### Your objective
Print the records exactly as given.

[[ Given data, beginning ]]

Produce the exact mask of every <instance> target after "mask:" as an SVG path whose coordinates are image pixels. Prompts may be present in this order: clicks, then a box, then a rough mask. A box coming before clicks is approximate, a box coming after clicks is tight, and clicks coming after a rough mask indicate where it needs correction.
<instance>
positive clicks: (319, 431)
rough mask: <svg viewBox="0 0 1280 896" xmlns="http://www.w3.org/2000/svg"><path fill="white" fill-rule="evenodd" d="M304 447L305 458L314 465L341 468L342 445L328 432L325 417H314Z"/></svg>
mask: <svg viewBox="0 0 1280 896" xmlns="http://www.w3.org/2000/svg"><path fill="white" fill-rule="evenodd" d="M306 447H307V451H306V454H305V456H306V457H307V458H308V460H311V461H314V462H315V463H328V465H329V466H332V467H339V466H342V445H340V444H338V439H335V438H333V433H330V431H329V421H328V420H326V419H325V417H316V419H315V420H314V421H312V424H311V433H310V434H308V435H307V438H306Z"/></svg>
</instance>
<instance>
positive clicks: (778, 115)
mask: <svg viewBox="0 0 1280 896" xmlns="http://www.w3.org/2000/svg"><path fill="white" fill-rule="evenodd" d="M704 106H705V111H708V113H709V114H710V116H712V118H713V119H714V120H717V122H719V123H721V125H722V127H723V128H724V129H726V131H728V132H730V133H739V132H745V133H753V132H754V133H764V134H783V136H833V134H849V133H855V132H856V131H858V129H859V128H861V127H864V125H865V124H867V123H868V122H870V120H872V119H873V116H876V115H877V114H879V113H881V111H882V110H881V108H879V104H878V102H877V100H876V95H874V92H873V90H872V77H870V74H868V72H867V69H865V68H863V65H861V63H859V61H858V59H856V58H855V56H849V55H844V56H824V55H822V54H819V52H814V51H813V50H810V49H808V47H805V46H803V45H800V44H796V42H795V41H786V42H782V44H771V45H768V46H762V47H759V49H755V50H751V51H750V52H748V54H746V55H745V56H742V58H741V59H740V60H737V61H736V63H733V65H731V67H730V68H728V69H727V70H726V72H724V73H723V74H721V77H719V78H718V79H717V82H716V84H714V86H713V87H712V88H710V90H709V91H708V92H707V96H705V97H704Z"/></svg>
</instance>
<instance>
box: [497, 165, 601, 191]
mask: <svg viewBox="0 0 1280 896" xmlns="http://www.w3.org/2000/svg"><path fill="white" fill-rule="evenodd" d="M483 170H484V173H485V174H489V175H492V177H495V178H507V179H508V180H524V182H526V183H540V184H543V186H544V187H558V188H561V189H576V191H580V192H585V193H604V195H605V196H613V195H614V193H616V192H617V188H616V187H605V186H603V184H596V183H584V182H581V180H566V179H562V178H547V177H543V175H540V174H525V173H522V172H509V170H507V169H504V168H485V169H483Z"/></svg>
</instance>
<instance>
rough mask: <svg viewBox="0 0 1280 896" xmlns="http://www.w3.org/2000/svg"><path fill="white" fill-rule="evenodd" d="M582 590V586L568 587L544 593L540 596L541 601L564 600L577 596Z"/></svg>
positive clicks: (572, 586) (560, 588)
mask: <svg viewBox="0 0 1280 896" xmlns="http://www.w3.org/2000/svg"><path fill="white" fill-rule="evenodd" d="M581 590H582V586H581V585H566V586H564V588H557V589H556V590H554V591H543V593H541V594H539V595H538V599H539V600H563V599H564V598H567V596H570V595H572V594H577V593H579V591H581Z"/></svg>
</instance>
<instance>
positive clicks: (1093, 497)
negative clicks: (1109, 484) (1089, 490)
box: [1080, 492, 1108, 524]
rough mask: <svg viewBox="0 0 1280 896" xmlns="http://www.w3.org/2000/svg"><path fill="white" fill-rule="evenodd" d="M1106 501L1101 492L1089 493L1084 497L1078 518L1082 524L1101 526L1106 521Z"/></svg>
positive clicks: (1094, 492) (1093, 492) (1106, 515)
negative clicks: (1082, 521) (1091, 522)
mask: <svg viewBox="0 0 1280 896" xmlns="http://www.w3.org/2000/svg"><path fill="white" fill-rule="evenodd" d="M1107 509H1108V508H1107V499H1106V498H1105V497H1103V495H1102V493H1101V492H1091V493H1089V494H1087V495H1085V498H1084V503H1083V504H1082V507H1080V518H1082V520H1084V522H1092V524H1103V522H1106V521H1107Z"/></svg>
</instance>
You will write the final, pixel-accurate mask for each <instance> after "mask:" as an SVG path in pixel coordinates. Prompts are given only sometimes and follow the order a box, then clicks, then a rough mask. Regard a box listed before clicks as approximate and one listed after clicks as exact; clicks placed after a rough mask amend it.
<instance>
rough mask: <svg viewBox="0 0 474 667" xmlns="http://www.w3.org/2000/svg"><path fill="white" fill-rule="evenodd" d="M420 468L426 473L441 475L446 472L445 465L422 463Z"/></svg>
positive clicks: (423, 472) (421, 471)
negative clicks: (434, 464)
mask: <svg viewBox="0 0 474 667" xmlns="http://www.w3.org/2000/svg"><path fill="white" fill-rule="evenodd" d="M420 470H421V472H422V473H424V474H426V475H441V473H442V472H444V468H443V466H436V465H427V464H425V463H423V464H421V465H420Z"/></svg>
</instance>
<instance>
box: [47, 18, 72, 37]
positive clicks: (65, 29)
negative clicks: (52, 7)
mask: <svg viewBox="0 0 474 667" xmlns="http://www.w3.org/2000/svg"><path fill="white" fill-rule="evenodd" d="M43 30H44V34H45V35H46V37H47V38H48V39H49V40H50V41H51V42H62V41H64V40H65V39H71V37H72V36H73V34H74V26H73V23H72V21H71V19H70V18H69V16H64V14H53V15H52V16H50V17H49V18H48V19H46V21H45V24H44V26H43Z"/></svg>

[[ Given data, end ]]

### Task result
Produce the exact mask of every <instance> target after "mask:" as an SVG path whose coordinates are image pixels. Prompts may be present in this order: clicks, then a box, then a rough mask. A box coming before clicks is approximate, a box coming after clicks is tight, and clicks coming after a rough mask indicate where it needs correction.
<instance>
positive clicks: (319, 431)
rough mask: <svg viewBox="0 0 1280 896" xmlns="http://www.w3.org/2000/svg"><path fill="white" fill-rule="evenodd" d="M304 447L305 458L314 465L341 468L342 445L328 432L325 417H314Z"/></svg>
mask: <svg viewBox="0 0 1280 896" xmlns="http://www.w3.org/2000/svg"><path fill="white" fill-rule="evenodd" d="M306 447H307V451H306V454H305V456H306V457H307V458H308V460H311V461H314V462H315V463H328V465H329V466H332V467H339V466H342V445H340V444H338V439H335V438H333V433H330V431H329V421H328V420H326V419H325V417H316V419H315V420H314V421H312V424H311V433H310V434H308V435H307V438H306Z"/></svg>
</instance>
<instance>
positive clicks: (778, 115)
mask: <svg viewBox="0 0 1280 896" xmlns="http://www.w3.org/2000/svg"><path fill="white" fill-rule="evenodd" d="M704 106H705V111H708V113H709V114H710V116H712V118H713V119H714V120H717V122H719V123H721V125H722V127H723V128H724V129H726V131H728V132H730V133H739V132H745V133H753V132H754V133H764V134H783V136H833V134H849V133H855V132H856V131H858V129H859V128H861V127H864V125H865V124H867V123H868V122H870V120H872V119H873V116H876V115H877V114H879V113H881V111H882V110H881V108H879V104H878V102H877V100H876V95H874V92H873V90H872V77H870V74H868V72H867V69H865V68H863V65H861V63H859V61H858V59H856V58H855V56H849V55H844V56H824V55H822V54H819V52H814V51H813V50H810V49H808V47H805V46H803V45H800V44H796V42H795V41H786V42H782V44H771V45H768V46H762V47H759V49H755V50H751V51H750V52H748V54H746V55H745V56H742V58H741V59H740V60H737V61H736V63H733V65H731V67H730V68H728V69H727V70H726V72H724V73H723V74H721V77H719V78H718V79H717V82H716V84H714V86H713V87H712V88H710V90H709V91H708V92H707V96H705V97H704Z"/></svg>
</instance>
<instance>
box: [497, 165, 601, 191]
mask: <svg viewBox="0 0 1280 896" xmlns="http://www.w3.org/2000/svg"><path fill="white" fill-rule="evenodd" d="M483 170H484V173H485V174H489V175H492V177H495V178H507V179H508V180H524V182H526V183H540V184H543V186H544V187H558V188H561V189H576V191H580V192H585V193H604V195H605V196H613V195H614V193H616V192H617V188H616V187H605V186H603V184H596V183H584V182H581V180H566V179H562V178H547V177H543V175H540V174H525V173H522V172H509V170H507V169H504V168H485V169H483Z"/></svg>
</instance>
<instance>
rough mask: <svg viewBox="0 0 1280 896" xmlns="http://www.w3.org/2000/svg"><path fill="white" fill-rule="evenodd" d="M582 590V586L568 587L544 593L540 596L541 601L564 600L577 596Z"/></svg>
positive clicks: (572, 586) (560, 588)
mask: <svg viewBox="0 0 1280 896" xmlns="http://www.w3.org/2000/svg"><path fill="white" fill-rule="evenodd" d="M581 590H582V586H581V585H566V586H564V588H557V589H556V590H554V591H543V593H541V594H539V595H538V599H539V600H563V599H564V598H567V596H570V595H572V594H577V593H579V591H581Z"/></svg>
</instance>
<instance>
positive clicks: (1093, 497)
negative clicks: (1109, 484) (1089, 490)
box: [1080, 492, 1108, 524]
rough mask: <svg viewBox="0 0 1280 896" xmlns="http://www.w3.org/2000/svg"><path fill="white" fill-rule="evenodd" d="M1106 501L1101 492L1089 493L1084 497L1078 518L1082 524L1101 526L1106 521Z"/></svg>
positive clicks: (1094, 492) (1093, 492) (1106, 515)
negative clicks: (1082, 521) (1091, 522)
mask: <svg viewBox="0 0 1280 896" xmlns="http://www.w3.org/2000/svg"><path fill="white" fill-rule="evenodd" d="M1107 509H1108V508H1107V499H1106V498H1105V497H1103V495H1102V493H1101V492H1091V493H1089V494H1087V495H1085V498H1084V503H1083V504H1082V507H1080V518H1082V520H1084V522H1092V524H1103V522H1106V521H1107Z"/></svg>
</instance>
You will write the final, pixel-accurate mask for each <instance> after "mask:" as an SVG path in pixel coordinates. Prompts are given only sometimes and follow the order a box, then clicks, then a rough mask. Regard a box listed before clicks as approximate and one listed after clicks as exact; clicks placed after a rough mask amend it.
<instance>
rough mask: <svg viewBox="0 0 474 667" xmlns="http://www.w3.org/2000/svg"><path fill="white" fill-rule="evenodd" d="M420 468L426 473L441 475L446 472L445 465L422 463Z"/></svg>
positive clicks: (423, 472) (421, 471)
negative clicks: (434, 464)
mask: <svg viewBox="0 0 474 667" xmlns="http://www.w3.org/2000/svg"><path fill="white" fill-rule="evenodd" d="M420 470H421V472H422V473H424V474H426V475H441V473H442V472H444V468H443V466H436V465H427V464H425V463H423V464H421V465H420Z"/></svg>
</instance>
<instance>
box: [47, 18, 72, 37]
positive clicks: (65, 29)
negative clicks: (52, 7)
mask: <svg viewBox="0 0 474 667" xmlns="http://www.w3.org/2000/svg"><path fill="white" fill-rule="evenodd" d="M43 30H44V34H45V35H46V37H47V38H48V39H49V40H50V41H51V42H62V41H64V40H65V39H71V37H72V36H73V34H74V26H73V23H72V21H71V19H70V18H69V16H64V14H53V15H52V16H50V17H49V18H48V19H46V21H45V24H44V26H43Z"/></svg>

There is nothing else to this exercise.